── Entries supplied ──
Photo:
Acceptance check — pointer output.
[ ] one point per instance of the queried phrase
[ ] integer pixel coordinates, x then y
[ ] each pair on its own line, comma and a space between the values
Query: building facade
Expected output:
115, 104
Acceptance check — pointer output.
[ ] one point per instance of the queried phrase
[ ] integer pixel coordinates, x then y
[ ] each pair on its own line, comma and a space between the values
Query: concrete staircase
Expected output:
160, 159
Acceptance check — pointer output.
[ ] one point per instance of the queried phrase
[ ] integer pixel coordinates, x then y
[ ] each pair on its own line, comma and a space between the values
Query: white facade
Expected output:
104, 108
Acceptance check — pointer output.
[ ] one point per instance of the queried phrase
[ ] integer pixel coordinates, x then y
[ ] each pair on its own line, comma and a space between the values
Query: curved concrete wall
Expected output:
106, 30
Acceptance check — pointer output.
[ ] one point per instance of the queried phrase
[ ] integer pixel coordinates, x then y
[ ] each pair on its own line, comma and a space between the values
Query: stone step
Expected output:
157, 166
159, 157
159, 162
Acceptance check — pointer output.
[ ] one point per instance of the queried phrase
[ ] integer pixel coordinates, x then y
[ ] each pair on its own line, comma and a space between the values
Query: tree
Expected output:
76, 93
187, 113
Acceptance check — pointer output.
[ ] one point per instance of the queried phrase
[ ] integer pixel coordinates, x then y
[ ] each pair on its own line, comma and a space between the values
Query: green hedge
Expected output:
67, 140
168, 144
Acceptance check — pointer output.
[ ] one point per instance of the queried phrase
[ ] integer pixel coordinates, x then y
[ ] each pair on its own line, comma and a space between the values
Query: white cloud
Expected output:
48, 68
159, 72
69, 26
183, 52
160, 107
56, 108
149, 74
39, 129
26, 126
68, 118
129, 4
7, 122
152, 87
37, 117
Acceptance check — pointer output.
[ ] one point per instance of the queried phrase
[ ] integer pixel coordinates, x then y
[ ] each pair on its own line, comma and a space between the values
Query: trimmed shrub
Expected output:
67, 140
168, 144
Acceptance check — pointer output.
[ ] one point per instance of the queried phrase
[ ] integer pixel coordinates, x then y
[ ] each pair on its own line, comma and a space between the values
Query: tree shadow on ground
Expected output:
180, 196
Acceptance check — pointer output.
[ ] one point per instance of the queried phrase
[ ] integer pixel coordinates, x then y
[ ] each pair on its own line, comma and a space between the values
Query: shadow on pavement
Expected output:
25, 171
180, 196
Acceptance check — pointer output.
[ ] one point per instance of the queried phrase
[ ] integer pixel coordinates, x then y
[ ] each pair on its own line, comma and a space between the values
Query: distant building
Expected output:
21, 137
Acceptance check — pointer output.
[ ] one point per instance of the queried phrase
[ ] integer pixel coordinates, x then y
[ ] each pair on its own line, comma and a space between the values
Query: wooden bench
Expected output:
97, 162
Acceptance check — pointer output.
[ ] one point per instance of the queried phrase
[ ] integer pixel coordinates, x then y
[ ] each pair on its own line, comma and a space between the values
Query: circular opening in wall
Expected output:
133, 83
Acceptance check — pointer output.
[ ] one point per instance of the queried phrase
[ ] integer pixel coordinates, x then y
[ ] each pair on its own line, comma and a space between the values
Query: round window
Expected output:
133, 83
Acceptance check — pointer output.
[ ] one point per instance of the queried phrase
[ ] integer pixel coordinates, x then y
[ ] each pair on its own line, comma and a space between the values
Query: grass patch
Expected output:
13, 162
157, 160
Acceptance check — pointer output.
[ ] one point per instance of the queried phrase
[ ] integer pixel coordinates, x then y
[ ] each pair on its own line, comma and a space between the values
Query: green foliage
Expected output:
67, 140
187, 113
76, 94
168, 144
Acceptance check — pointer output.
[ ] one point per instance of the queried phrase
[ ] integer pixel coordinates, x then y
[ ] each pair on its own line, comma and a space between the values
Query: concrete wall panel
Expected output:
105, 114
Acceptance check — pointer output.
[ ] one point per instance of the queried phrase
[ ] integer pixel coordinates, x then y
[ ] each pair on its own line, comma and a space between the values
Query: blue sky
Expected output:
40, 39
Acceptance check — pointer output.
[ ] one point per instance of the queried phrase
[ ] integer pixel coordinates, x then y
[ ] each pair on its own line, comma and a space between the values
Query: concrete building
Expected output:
───
> What is required
Each line of the data is to be output exactly, with none skipped.

> Response for this exercise
Photo:
Acceptance check — pointer output.
[ ] one point per instance of the queried phrase
[ ] integer pixel coordinates, x then y
[ ] each pair on its own line, comma and a space between the values
Query: building facade
Expected output:
115, 104
Acceptance check — pointer output.
[ ] one point per instance of the queried phrase
[ ] integer pixel coordinates, x then y
[ ] each pair on its own line, comma and a space between the values
Query: concrete staircase
Expected output:
160, 159
Acceptance check — pointer output.
[ ] one point per instance of the queried phrase
[ ] integer pixel coordinates, x then y
[ ] each pair on its own line, comma and a space between the values
Query: white facade
Expected output:
104, 108
Acceptance check — pointer output.
[ ] one point per instance of the queried phrase
[ ] integer pixel coordinates, x then y
[ ] each pair on its own line, comma and a space between the values
Query: curved concrete wall
Expected output:
106, 30
Acceptance check — pointer output.
[ ] one point per instance of the queried phrase
[ ] integer pixel coordinates, x then y
[ ] each pair on its own line, comma and a space between the values
Query: stone step
Expected output:
157, 166
159, 157
159, 162
Acceptance check — pointer output.
[ ] one point per instance of the queried phrase
[ ] integer pixel coordinates, x then y
[ ] each pair on its own line, comma and a space between the values
Query: tree
Expected output:
76, 93
187, 113
Acceptance check — pointer output.
[ ] one point per instance of the queried phrase
[ ] integer pixel coordinates, x then y
[ ] each pair on its own line, comma and a space between the values
Query: green hedge
Expected output:
67, 140
168, 144
Acceptance check — pointer output.
[ ] one point per instance of the queried phrase
[ ] integer pixel coordinates, x then y
[ ] each pair on its own line, comma and a space between the values
Query: white cloud
Expected output:
48, 68
159, 72
69, 26
183, 52
160, 107
56, 108
149, 74
39, 129
26, 126
68, 118
129, 4
7, 122
152, 87
37, 117
Acceptance check — pointer output.
[ ] one point per instance of the queried phrase
[ ] integer pixel coordinates, x then y
[ ] each pair on its own line, comma and a space between the values
Query: trimmed shrub
Expected output:
67, 140
168, 144
Acceptance check — pointer output.
[ ] one point per instance of the queried phrase
[ ] integer pixel coordinates, x then y
[ ] each pair on its own line, comma and a space between the values
Query: tree shadow on ground
Expected output:
180, 196
Acceptance check — pointer output.
[ ] one point per instance of the queried phrase
[ ] integer pixel coordinates, x then y
[ ] each pair on its own line, comma and a space between the values
Query: shadow on pavement
Expected output:
25, 171
180, 196
Acceptance check — pointer output.
[ ] one point per instance of the queried phrase
[ ] integer pixel coordinates, x then y
[ ] each pair on its own line, comma and a space between the values
Query: distant building
Expected output:
21, 137
Acceptance check — pointer output.
[ ] one point per instance of the queried phrase
[ ] integer pixel coordinates, x then y
[ ] each pair on its own line, comma and a space between the values
Query: wooden bench
Expected output:
97, 162
Acceptance check — pointer output.
[ ] one point per instance of the queried phrase
[ ] integer pixel coordinates, x then y
[ ] each pair on its own line, comma and a space between the values
Query: circular opening in wall
Expected output:
133, 83
Acceptance check — pointer output.
[ ] one point per instance of the queried phrase
[ ] integer pixel coordinates, x then y
[ ] each pair on its own line, comma and a space between the values
Query: round window
Expected output:
133, 83
Acceptance check — pointer output.
[ ] one point per instance of the queried phrase
[ ] integer pixel coordinates, x then y
[ ] each pair on its own line, comma and a space between the values
Query: grass patch
Expected output:
13, 162
157, 160
Acceptance check — pointer output.
[ ] one point per instance of the queried phrase
[ ] integer pixel coordinates, x then y
[ ] each pair on its own line, comma and a space between the values
Query: green foliage
Expected output:
67, 140
187, 113
76, 94
168, 144
Acceptance check — pointer output.
[ ] one point per instance of the queried phrase
[ ] integer pixel coordinates, x then y
[ ] each pair on its own line, comma and a space between the values
Query: concrete wall panel
Expected output:
105, 114
Acceptance check — pointer output.
[ ] one point per instance of the queried phrase
[ ] integer pixel coordinates, x then y
[ ] each pair on its own line, comma and a space between the values
Query: blue sky
Expected output:
40, 39
Acceptance check — pointer output.
[ ] one point per instance of the queried phrase
[ ] integer pixel coordinates, x then y
[ ] each pair on its own line, comma and a space between the values
Query: concrete building
Expected output:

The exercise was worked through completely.